■ AIM ■
Render every line of the material below as a numbered list, omitting blank lines and excluding the pictures.

(Recorded data)
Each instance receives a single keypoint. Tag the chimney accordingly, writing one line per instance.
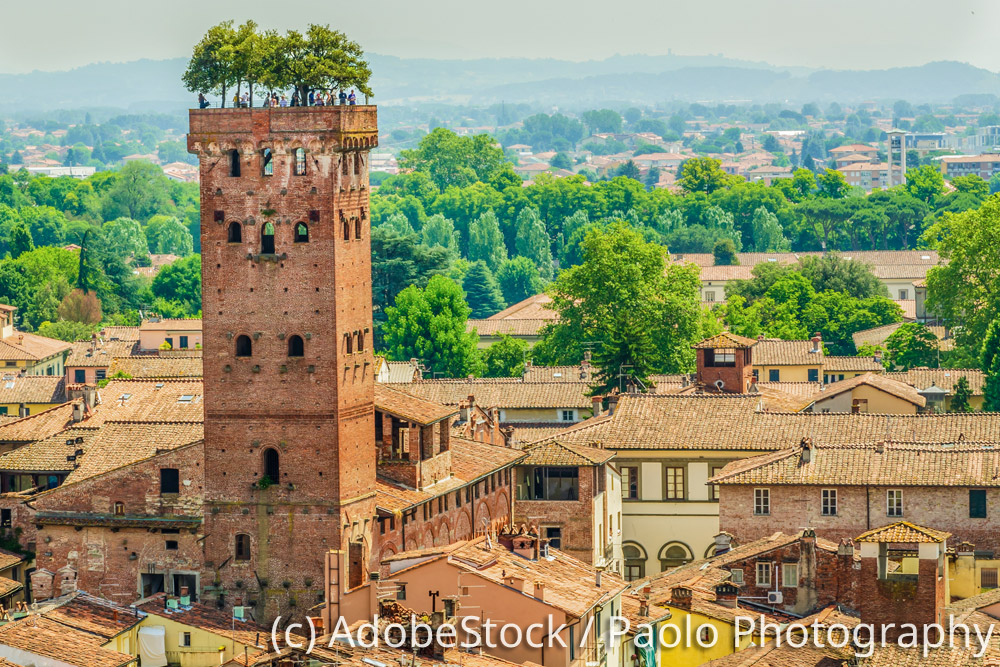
(517, 583)
(723, 543)
(727, 594)
(612, 404)
(540, 590)
(680, 596)
(806, 446)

■ WORKED ANSWER ■
1. Each instance receives a single keypoint. Tag the chimney accordingly, writing one line per instance.
2. (517, 583)
3. (723, 543)
4. (727, 594)
5. (612, 404)
6. (540, 590)
7. (680, 596)
8. (806, 446)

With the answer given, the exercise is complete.